● **ACTIVITY**: Of all the lines below, output only those starting at the one with "Practice step: find the beige tile" and ending at the one with "Practice step: find the drawer", both ends included, exactly as written.

● **DATA SECTION**:
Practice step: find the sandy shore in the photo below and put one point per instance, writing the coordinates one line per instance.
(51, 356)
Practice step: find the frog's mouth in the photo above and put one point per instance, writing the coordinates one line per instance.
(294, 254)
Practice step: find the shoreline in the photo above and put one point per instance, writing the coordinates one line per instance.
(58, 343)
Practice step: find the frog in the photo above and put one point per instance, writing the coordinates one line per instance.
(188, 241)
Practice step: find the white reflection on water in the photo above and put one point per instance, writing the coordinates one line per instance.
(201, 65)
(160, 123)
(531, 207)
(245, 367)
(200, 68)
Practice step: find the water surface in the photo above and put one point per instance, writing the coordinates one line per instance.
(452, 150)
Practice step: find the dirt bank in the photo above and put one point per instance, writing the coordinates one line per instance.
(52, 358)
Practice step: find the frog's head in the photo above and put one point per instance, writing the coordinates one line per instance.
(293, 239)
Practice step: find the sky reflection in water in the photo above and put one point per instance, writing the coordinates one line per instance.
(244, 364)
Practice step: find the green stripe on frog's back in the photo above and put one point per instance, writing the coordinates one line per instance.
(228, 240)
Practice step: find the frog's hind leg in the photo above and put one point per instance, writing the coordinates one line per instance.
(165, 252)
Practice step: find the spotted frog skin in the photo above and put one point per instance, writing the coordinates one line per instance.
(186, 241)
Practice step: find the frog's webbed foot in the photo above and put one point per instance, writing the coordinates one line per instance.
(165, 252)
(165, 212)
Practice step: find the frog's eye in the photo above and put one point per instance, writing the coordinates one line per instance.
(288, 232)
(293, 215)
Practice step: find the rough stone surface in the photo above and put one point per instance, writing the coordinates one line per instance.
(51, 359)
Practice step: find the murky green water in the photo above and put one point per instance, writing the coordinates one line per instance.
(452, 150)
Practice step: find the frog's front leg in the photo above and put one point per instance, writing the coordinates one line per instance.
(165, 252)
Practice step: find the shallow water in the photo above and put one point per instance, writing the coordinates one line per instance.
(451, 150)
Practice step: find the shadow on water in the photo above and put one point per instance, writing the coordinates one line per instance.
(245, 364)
==
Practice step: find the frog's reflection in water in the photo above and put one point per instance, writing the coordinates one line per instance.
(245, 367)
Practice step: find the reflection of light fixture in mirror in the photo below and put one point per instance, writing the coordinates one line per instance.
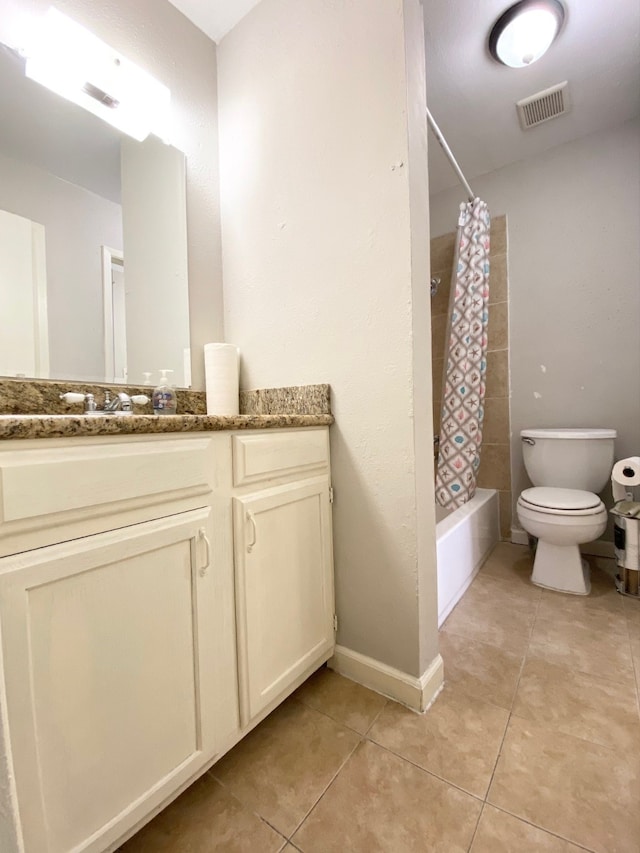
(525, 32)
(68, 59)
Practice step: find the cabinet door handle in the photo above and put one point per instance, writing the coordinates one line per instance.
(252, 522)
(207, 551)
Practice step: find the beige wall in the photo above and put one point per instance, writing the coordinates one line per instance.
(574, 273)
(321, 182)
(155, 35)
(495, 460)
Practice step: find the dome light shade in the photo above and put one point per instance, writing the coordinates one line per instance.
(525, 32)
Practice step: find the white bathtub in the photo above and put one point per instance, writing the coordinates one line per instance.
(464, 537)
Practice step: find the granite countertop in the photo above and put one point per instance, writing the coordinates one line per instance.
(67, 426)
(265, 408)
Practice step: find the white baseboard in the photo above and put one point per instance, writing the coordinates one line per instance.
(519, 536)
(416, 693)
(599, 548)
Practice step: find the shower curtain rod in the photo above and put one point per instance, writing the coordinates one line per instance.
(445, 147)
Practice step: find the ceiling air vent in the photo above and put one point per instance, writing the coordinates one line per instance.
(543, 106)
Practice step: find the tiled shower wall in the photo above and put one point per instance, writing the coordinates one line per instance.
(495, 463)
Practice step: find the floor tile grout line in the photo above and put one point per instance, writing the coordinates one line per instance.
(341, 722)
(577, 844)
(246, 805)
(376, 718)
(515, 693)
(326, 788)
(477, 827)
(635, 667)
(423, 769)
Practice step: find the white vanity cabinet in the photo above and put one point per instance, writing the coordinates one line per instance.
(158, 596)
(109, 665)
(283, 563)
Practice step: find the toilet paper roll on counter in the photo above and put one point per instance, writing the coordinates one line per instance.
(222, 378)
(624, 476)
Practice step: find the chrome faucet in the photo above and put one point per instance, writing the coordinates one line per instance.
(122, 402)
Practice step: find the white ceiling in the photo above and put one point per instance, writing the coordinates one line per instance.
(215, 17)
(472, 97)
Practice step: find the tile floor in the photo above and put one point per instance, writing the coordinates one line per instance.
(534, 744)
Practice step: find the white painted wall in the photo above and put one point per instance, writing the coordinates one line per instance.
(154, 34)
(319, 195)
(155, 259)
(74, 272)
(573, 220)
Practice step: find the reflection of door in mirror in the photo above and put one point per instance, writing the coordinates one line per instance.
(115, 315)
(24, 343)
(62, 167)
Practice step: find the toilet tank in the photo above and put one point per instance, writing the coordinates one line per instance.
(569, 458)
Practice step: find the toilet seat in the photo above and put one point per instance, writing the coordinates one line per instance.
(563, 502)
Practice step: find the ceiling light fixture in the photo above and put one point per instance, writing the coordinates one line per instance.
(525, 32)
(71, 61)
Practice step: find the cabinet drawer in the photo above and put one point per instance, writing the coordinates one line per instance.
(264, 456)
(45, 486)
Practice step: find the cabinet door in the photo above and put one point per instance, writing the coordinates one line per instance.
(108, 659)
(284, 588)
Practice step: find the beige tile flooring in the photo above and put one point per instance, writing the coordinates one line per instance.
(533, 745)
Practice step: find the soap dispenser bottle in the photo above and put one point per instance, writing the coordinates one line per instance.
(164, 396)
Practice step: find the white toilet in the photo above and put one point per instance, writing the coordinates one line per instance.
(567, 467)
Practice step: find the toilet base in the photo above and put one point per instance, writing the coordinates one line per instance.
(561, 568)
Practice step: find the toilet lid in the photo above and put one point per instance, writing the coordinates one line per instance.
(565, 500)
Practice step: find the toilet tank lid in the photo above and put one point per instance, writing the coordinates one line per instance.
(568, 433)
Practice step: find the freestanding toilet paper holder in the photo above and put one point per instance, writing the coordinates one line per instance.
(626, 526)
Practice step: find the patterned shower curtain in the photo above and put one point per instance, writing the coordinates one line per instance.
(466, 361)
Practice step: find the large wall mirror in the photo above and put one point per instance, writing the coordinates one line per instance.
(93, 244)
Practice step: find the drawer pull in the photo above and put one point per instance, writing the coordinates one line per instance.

● **COMPLETED TASK**:
Practice step: find the beige tile flooring in the photo above and put one point per instance, writing the coordinates one line per instance.
(533, 745)
Practice step: find the soap dispenser bottle in the photo above and put one point per instance, writing the coordinates one line per instance.
(164, 396)
Practice step: find the white toilet in the photo above and put one point per instance, writing the coordinates one line per instance.
(567, 467)
Practice step: find the toilet base in the photo above and put one point per instance, writing the coordinates one line per instance.
(561, 568)
Practice step: find the toilet lid in the photo above and put one point per instance, writing the coordinates one line per instance.
(565, 500)
Practice step: find the toilet tank lid in the photo above and put one point per instance, writing the coordinates one line per instance.
(568, 433)
Practice step: find the freestanding toilet paper holder in the photo above and put one point per instance, writing the coordinates one line per instance.
(626, 526)
Practice step: find the patterned shower curtain in the photo above and put one point per instance, writing the coordinates one line per instance.
(466, 361)
Practice step: find the large wall mirror in the photo above and put one point per instance, writing the coordinates one line per instance.
(93, 244)
Practice step: find the drawer pull in the photo above and put one point per instance, writing the coordinates one line per instance.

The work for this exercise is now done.